Task instructions :: Starting with the first line, output the data exactly, through to the last line.
[Records for processing Boundary: Start]
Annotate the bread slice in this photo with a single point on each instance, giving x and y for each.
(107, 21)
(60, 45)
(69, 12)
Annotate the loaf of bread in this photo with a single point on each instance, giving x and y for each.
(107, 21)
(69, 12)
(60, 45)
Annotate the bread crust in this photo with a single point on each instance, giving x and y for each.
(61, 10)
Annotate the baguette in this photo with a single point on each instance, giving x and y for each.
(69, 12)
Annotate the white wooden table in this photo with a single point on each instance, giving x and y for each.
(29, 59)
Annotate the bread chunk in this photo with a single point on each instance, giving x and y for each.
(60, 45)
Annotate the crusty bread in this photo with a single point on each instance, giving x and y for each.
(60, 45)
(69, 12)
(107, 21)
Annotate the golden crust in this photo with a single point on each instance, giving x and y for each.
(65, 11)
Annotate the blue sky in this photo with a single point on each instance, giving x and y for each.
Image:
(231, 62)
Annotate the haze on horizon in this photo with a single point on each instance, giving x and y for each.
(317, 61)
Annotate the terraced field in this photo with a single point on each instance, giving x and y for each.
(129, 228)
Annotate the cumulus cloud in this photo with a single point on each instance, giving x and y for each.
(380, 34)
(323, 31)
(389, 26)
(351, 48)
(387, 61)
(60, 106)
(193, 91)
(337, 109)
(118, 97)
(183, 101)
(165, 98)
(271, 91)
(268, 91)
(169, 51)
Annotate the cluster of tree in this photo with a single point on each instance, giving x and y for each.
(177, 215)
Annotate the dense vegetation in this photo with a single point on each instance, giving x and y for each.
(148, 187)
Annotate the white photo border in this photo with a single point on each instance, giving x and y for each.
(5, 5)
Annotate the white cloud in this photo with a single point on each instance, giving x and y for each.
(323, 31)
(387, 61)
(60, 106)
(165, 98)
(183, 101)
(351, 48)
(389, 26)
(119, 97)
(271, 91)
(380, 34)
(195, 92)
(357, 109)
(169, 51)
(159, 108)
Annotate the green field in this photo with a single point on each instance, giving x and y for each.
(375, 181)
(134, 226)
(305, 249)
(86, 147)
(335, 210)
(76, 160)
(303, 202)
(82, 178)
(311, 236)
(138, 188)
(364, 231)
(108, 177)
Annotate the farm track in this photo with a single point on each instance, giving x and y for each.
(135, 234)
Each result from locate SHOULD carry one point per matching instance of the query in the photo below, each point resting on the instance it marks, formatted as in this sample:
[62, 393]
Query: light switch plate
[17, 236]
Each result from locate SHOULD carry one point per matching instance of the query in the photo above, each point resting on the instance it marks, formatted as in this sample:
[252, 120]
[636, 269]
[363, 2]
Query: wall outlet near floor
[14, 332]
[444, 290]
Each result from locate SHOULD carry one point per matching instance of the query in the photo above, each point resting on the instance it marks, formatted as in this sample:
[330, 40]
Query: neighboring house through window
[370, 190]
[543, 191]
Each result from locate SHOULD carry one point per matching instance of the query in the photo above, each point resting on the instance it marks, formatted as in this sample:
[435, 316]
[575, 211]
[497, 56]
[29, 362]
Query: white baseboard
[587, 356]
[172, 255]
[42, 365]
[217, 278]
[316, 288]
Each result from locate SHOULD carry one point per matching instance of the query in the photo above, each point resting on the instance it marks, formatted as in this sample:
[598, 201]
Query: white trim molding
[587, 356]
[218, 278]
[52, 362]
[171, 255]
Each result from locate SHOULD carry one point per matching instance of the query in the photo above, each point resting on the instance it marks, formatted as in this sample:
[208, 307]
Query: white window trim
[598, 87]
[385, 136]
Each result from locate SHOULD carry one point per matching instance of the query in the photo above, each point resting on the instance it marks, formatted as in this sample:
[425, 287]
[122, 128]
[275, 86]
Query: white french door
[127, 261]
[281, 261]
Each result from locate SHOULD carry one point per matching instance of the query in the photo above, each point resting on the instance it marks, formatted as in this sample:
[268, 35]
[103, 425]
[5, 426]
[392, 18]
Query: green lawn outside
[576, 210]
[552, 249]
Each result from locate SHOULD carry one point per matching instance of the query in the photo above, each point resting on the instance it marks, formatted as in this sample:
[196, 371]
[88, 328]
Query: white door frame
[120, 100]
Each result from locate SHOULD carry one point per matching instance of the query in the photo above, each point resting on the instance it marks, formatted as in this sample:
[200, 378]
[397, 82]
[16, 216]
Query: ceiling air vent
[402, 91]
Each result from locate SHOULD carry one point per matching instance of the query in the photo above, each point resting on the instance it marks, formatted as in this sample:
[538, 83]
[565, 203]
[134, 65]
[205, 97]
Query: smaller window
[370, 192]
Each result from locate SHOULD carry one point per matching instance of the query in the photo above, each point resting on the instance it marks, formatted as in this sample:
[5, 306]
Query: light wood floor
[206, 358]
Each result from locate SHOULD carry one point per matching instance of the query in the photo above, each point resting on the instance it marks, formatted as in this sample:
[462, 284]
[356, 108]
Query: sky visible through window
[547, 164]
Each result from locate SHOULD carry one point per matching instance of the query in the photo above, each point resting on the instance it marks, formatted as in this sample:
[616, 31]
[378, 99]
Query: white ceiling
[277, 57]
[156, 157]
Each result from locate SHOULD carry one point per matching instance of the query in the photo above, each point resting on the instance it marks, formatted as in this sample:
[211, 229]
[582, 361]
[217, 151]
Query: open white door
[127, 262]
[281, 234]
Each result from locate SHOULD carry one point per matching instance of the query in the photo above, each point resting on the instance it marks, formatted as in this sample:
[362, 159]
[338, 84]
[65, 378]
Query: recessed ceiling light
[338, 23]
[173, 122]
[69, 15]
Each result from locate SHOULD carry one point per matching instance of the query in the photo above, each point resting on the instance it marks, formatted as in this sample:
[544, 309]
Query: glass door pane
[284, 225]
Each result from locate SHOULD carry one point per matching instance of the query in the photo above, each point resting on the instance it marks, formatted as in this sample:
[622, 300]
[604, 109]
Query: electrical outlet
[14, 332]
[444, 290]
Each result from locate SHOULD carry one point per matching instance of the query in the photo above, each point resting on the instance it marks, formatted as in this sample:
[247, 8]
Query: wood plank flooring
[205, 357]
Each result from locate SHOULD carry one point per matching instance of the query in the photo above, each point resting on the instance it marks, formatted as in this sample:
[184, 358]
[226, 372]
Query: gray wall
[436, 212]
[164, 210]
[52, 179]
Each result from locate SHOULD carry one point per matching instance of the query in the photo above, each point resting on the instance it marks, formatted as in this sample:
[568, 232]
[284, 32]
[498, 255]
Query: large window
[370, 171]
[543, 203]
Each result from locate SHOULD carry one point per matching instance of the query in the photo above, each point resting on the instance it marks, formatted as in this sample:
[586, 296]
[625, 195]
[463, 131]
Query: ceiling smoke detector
[Records for processing Boundary: End]
Response box ::
Annotate the bread slice in this photo with a single point on each instance, giving x and y for each.
(107, 21)
(60, 45)
(69, 12)
Annotate the loaf of bread in this photo with a single point on each instance, giving x and y for each.
(107, 21)
(69, 12)
(60, 45)
Annotate the bread crust in this photo with a single point on each instance, giving x and y for each.
(61, 10)
Annotate the baguette in this photo with a single point on each instance, giving x and y for each.
(69, 12)
Annotate the white wooden table in this photo with a single point on each instance, giving x and y for each.
(29, 59)
Annotate the bread chunk in this photo with a single point on each instance, giving x and y for each.
(60, 45)
Annotate the crusty bread in this photo with a single point on each instance, giving x and y for each.
(60, 45)
(69, 12)
(107, 21)
Annotate the golden crust in this photo with a single point on each instance, giving x and y for each.
(65, 11)
Annotate the blue sky in this photo with a single point on each instance, giving x and y for each.
Image:
(231, 62)
Annotate the haze on horizon in this photo with a single point on each instance, giving x and y for each.
(317, 61)
Annotate the terraced field in this photo with a single point on each instance, giving x and y for each.
(129, 228)
Annotate the cumulus cloud in this photo with a single point on each instance, giving x and y for each.
(380, 34)
(323, 31)
(389, 26)
(351, 48)
(387, 61)
(60, 106)
(193, 91)
(337, 109)
(118, 97)
(183, 101)
(165, 98)
(271, 91)
(268, 91)
(169, 51)
Annotate the cluster of tree in this photo with a single point on each instance, giving x and y for each.
(177, 215)
Annotate the dense vegetation in this photo with a single point on each instance, giving x and y for each.
(148, 187)
Annotate the white photo border in this photo with a single point on each instance, giving x and y for each.
(5, 5)
Annotate the white cloud in this photo with a single point on each instance, giving x and y for each.
(323, 31)
(387, 61)
(60, 106)
(165, 98)
(183, 101)
(351, 48)
(389, 26)
(119, 97)
(271, 91)
(380, 34)
(195, 92)
(357, 109)
(169, 51)
(159, 108)
Annotate the green field in this photo with a single point on each instance, giving x and y for each.
(375, 181)
(134, 226)
(305, 249)
(86, 147)
(335, 210)
(76, 160)
(303, 202)
(82, 178)
(311, 236)
(138, 188)
(364, 231)
(108, 177)
Annotate the farm track in this photo with a single point on each instance, giving x and y for each.
(135, 234)
Each result from locate SHOULD carry one point per matching instance of the query in the photo below, each point resting on the instance it marks, formatted as in this sample:
[62, 393]
Query: light switch plate
[17, 236]
Each result from locate SHOULD carry one point per matching instance of the query in the photo above, each point resting on the instance it marks, formatted as in this sample:
[252, 120]
[636, 269]
[363, 2]
Query: wall outlet near floor
[14, 332]
[444, 290]
Each result from locate SHOULD carry one point per matching instance of the query in the photo above, each point resting on the instance it marks, formatted as in this sample:
[330, 40]
Query: neighboring house through window
[370, 190]
[543, 191]
Each result from locate SHOULD carry one point per matching instance of the query in the photo above, each point resting on the instance it marks, formatted as in this sample:
[435, 316]
[575, 211]
[497, 56]
[29, 362]
Query: white baseboard
[587, 356]
[172, 255]
[42, 365]
[217, 278]
[316, 288]
Each result from locate SHOULD carry one point per matching instance of the query in the photo above, each point resting on the instance it marks, formatted as in this sample:
[598, 201]
Query: white trim molding
[587, 356]
[218, 278]
[52, 362]
[171, 255]
Each result from locate SHOULD carry one point per matching instance of the query in the photo above, each point resting on the instance it marks, formatted as in this sample:
[208, 307]
Query: white window trim
[598, 87]
[385, 136]
Each result from locate SHOULD carry one point per matching instance of the query in the photo above, each point resting on the instance it marks, formatted as in this sample:
[425, 287]
[122, 128]
[275, 86]
Query: white french door
[127, 261]
[281, 261]
Each result from locate SHOULD carry one point per matching instance of the query in the photo above, each point resting on the instance it marks, formatted as in this sample:
[268, 35]
[103, 425]
[5, 426]
[392, 18]
Query: green lawn outside
[576, 210]
[552, 249]
Each result from locate SHOULD carry one point per matching instance of the query in the photo above, each point resting on the instance it marks, formatted as in this sample:
[196, 371]
[88, 328]
Query: white door frame
[120, 100]
Each result from locate SHOULD carry one point per matching instance of the query in the photo above, each point resting on the instance it marks, formatted as in this sample:
[200, 378]
[397, 82]
[16, 216]
Query: ceiling air vent
[402, 91]
Each result from locate SHOULD carry one point per matching instance of the query in the photo above, each point resting on the instance it marks, formatted as in this sample:
[538, 83]
[565, 203]
[134, 65]
[205, 97]
Query: smaller window
[370, 192]
Each result from locate SHOULD carry one point per matching instance of the query in the photo above, each point resting on the instance it marks, formatted as in this sample:
[5, 306]
Query: light wood floor
[206, 358]
Each result from locate SHOULD carry one point per matching instance of the query in the photo above, each point resting on the instance it marks, formatted as in this sample:
[462, 284]
[356, 108]
Query: sky visible through window
[547, 164]
Each result from locate SHOULD carry one point per matching instance of the query in the photo above, each point resting on the instance it marks, formatted as in this sample:
[616, 31]
[378, 99]
Query: white ceiling
[277, 57]
[156, 157]
Each result from locate SHOULD carry one point per matching instance of the query in the photo above, each point resting on the instance it marks, formatted as in this sample:
[211, 229]
[582, 361]
[217, 151]
Query: open white door
[127, 262]
[281, 234]
Each result from locate SHOULD carry one point per matching instance of the query in the photo above, each point resting on the instance it marks, formatted as in this sample:
[362, 159]
[338, 84]
[65, 378]
Query: recessed ceiling light
[338, 23]
[173, 122]
[69, 15]
Each result from locate SHOULD carry one point per matching instance of the query in the photo above, each point resting on the instance it marks, formatted as in this sample:
[544, 309]
Query: glass door pane
[284, 225]
Each result from locate SHOULD carry one point per matching instance of the query in the photo above, each point resting on the instance it marks, formatted as in this sample:
[622, 300]
[604, 109]
Query: electrical outlet
[14, 332]
[444, 290]
Each result from locate SHOULD carry one point per matching instance of the query in the photo above, each point resting on the instance it marks, formatted as in this sample:
[247, 8]
Query: wood plank flooring
[205, 357]
Each result from locate SHOULD carry one point per matching instance of the query in the photo above, each point resting on the instance it marks, formatted as in this sample:
[184, 358]
[226, 372]
Query: gray wall
[436, 212]
[164, 210]
[52, 179]
Each result from locate SHOULD carry one point per matching instance of the query in the photo above, each point resting on the instance it marks, formatted as in this sample:
[568, 232]
[284, 32]
[498, 255]
Query: large window
[370, 171]
[543, 203]
Each result from locate SHOULD carry one point per matching instance of the query in the photo above, each point resting on the instance it marks, formatted as in this sample:
[586, 296]
[625, 195]
[463, 131]
Query: ceiling smoke detector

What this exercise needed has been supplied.